[[ DATA open ]]

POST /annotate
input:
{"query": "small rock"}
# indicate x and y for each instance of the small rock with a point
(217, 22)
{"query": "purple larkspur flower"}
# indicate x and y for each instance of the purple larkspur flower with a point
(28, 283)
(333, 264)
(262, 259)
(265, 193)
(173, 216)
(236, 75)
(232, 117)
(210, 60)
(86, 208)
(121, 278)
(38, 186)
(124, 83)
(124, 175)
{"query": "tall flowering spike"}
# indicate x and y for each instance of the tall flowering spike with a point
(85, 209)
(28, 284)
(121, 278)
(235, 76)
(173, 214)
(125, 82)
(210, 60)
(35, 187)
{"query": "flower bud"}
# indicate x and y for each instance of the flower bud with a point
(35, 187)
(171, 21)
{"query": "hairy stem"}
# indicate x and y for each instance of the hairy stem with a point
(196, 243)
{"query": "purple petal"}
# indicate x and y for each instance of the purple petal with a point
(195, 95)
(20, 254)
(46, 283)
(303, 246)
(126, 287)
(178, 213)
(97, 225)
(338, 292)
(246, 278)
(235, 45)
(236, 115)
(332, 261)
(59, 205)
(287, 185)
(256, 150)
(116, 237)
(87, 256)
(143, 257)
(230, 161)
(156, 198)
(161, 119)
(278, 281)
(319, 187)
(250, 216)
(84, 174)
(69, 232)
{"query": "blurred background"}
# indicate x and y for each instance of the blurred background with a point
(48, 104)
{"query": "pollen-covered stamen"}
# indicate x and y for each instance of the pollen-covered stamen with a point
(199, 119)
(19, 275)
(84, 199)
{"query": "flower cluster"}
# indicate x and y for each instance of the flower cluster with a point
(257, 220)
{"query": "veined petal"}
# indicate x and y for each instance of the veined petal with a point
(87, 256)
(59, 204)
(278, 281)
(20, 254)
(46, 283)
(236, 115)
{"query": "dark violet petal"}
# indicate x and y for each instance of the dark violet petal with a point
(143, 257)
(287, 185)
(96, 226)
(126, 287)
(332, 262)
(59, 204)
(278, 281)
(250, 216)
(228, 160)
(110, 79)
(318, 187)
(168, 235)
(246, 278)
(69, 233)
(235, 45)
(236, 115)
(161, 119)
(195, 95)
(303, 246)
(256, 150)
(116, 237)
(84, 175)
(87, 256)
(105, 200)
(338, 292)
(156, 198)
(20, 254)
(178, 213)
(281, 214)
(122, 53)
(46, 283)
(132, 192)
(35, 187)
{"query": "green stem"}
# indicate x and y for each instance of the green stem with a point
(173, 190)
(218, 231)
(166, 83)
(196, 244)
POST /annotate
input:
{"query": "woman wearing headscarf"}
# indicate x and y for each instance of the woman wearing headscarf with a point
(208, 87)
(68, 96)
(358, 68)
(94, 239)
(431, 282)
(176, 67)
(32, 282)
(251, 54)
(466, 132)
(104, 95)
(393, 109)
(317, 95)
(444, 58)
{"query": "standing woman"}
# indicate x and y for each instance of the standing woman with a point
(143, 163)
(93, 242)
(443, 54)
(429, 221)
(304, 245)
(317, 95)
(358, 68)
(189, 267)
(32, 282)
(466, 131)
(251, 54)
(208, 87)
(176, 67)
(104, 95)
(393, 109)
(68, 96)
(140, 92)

[[ DATA closed ]]

#### REQUIREMENT
Your job is to reproduce the data in full, with every line intact.

#### TASK RESPONSE
POST /annotate
input:
{"query": "small rock"}
# indicate x and y for each instance of the small rock with a point
(217, 22)
{"query": "purple larkspur flower"}
# indicate x and y for each instance of the purple larkspur flower with a point
(28, 283)
(333, 264)
(262, 259)
(265, 193)
(173, 216)
(236, 75)
(232, 117)
(210, 60)
(86, 208)
(121, 278)
(38, 186)
(124, 83)
(124, 175)
{"query": "tall flowering spike"}
# indicate x and y for each instance of the tall flowering spike with a point
(85, 209)
(28, 284)
(121, 278)
(235, 76)
(173, 214)
(125, 82)
(210, 60)
(35, 187)
{"query": "flower bud"}
# indicate x and y for each instance of the flower bud with a point
(35, 187)
(171, 21)
{"query": "hairy stem"}
# indicate x and y for each instance of the hairy stem with a point
(196, 243)
{"query": "purple petal"}
# indicate x and y for each instance of the purple petal with a point
(195, 95)
(20, 254)
(46, 283)
(303, 246)
(126, 287)
(178, 213)
(97, 225)
(338, 292)
(246, 278)
(235, 45)
(236, 115)
(332, 261)
(59, 205)
(287, 185)
(256, 150)
(116, 237)
(87, 256)
(143, 257)
(230, 161)
(156, 198)
(161, 119)
(278, 281)
(319, 187)
(250, 216)
(84, 174)
(69, 232)
{"query": "blurred background"}
# indicate x and y for each instance of the blurred background with a point
(48, 104)
{"query": "pollen-covered stamen"}
# indicate x and y for each instance of the pollen-covered stamen with a point
(199, 119)
(19, 275)
(84, 199)
{"query": "flower cluster"}
# indicate x and y for each instance of the flower cluster with a point
(257, 220)
{"query": "veined petal"}
# indicate x and y for each instance of the veined petal with a point
(87, 256)
(59, 204)
(278, 281)
(20, 254)
(46, 283)
(236, 115)
{"query": "dark violet petal"}
# indicate x and y for each instance of the dark violet petal with a point
(143, 257)
(287, 185)
(96, 226)
(126, 287)
(332, 262)
(59, 204)
(278, 281)
(250, 216)
(228, 160)
(110, 79)
(318, 187)
(168, 235)
(246, 278)
(69, 233)
(235, 45)
(236, 115)
(161, 119)
(195, 95)
(303, 246)
(256, 150)
(116, 237)
(84, 175)
(87, 256)
(105, 200)
(338, 292)
(156, 198)
(20, 254)
(178, 213)
(281, 214)
(122, 53)
(46, 283)
(132, 192)
(35, 187)
{"query": "green stem"}
# indicate x and y for each instance of the green stem with a point
(173, 190)
(218, 231)
(166, 83)
(196, 244)
POST /annotate
input:
{"query": "woman wearing headscarf"}
# indicate x and y for each instance of the woman wearing headscarf with a point
(208, 87)
(68, 96)
(358, 68)
(94, 239)
(431, 282)
(176, 67)
(32, 282)
(251, 54)
(466, 132)
(104, 95)
(393, 109)
(317, 95)
(444, 58)
{"query": "standing woman"}
# indicate x and y for each instance of the standing woman with a point
(143, 163)
(93, 242)
(443, 54)
(429, 221)
(304, 245)
(317, 95)
(358, 68)
(189, 267)
(32, 282)
(466, 131)
(251, 54)
(208, 87)
(176, 67)
(104, 95)
(393, 109)
(68, 96)
(140, 92)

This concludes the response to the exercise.